> **Instruction 1**
Please write out the records again with the requests, starting at their first line and stopping after the line that contains "x=880, y=422". Shift every x and y coordinate in the answers up by 26.

Framework being worked out; monitoring to be more effective


Tackling competition

‘The regulator will be given a free hand to work on the pricing.’

The sector is planning to shift to a nutrient-based subsidy regime.


Phalguna Jandhyala
Richa Mishra

New Delhi, Jan. 13

With private sector players ready to tap opportunities in the fertiliser sector coupled with growing global competition, the Government is preparing itself by adopting an arm’s length approach to handling the contentious issue of pricing.

The sector, which is heavily subsidised, is all set to get an independent regulator to determine the pricing of fertilisers.

The Department of Fertilisers is planning to approach the Cabinet next month to seek its approval for setting up a regulator for the sector.

An official source told Business Line that a Group of Ministers (GoM) on fertilisers headed by the Agriculture Minister, Mr Sharad Pawar, has given its in-principle nod to the Department to go ahead with the proposal. “We are currently working out the framework and the powers that the regulator will have. The whole process is likely to be completed by the end of this month and the Department is likely to approach the Cabinet in February,” an official said.

> **Records supplied**
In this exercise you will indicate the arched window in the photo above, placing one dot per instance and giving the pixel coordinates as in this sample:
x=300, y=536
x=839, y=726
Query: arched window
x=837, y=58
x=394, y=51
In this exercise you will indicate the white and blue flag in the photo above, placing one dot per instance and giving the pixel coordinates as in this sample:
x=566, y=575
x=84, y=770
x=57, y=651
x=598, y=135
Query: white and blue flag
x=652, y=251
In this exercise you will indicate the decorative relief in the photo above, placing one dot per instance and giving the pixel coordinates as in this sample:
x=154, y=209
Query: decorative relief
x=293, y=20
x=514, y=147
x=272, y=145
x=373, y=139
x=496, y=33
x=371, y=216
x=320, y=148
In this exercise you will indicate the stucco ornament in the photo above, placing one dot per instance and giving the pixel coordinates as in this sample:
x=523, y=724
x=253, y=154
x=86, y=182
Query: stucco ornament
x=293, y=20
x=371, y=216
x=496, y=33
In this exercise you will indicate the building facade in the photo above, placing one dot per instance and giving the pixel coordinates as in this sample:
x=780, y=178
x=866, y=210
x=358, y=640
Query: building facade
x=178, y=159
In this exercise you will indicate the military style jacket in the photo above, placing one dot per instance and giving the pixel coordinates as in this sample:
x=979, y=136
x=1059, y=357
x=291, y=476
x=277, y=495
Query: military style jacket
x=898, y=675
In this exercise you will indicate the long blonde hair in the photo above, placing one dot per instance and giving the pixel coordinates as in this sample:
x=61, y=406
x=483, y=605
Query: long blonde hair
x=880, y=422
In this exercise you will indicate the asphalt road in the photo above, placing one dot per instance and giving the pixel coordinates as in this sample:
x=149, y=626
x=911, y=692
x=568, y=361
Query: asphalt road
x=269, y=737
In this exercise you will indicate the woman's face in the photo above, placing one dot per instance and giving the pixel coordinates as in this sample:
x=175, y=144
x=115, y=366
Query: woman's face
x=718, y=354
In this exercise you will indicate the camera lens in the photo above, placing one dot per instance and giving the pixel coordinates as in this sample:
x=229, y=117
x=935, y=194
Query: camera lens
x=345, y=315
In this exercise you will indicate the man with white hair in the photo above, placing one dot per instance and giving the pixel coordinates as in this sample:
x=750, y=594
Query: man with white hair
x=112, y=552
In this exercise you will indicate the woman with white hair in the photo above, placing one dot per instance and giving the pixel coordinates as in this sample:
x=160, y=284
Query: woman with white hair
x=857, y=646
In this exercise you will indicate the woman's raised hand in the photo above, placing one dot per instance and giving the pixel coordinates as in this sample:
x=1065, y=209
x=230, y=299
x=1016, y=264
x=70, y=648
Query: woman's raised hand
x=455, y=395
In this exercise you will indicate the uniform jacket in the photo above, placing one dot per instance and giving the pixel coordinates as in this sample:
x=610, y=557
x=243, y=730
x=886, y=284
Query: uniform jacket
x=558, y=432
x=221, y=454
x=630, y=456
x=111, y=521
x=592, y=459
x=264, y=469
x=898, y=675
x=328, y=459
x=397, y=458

> **Instruction 2**
In the news item on fertiliser pricing, who heads the Group of Ministers on fertilisers?

> **Correct output 1**
In this exercise you will indicate the arched window in the photo above, placing one dot per instance and giving the pixel coordinates as in this sample:
x=300, y=536
x=839, y=726
Query: arched window
x=863, y=84
x=420, y=77
In this exercise you will indicate the white and blue flag in the photo above, placing one dot per instance and giving the pixel coordinates as in this sample:
x=566, y=575
x=84, y=770
x=57, y=651
x=598, y=135
Query: white and blue flag
x=678, y=277
In this exercise you will indicate the decorative relief in the photo above, placing one dot per instance and giving the pixel coordinates as in this sample:
x=154, y=209
Query: decorative relief
x=319, y=46
x=540, y=173
x=298, y=171
x=399, y=165
x=522, y=59
x=397, y=242
x=346, y=174
In this exercise you will indicate the stucco ornament in the photo above, placing one dot per instance and giving the pixel coordinates as in this sample:
x=523, y=724
x=253, y=154
x=86, y=182
Query: stucco ornament
x=319, y=46
x=397, y=242
x=522, y=59
In this exercise you will indicate the building facade in the photo above, placing one dot per instance and giving the pixel coordinates as in this sample:
x=780, y=178
x=866, y=210
x=358, y=640
Query: building facade
x=204, y=185
In this exercise you will indicate the military style jacket in the photo above, placing one dot per instance and giving the pixel coordinates as in this sample:
x=979, y=136
x=1059, y=357
x=291, y=476
x=277, y=495
Query: military style jacket
x=924, y=701
In this exercise you will indicate the long blonde hair in the photo above, placing one dot per instance and giving the pixel coordinates as in this sample:
x=61, y=406
x=483, y=605
Query: long blonde hair
x=906, y=448

> **Correct output 2**
The Agriculture Minister, Mr Sharad Pawar.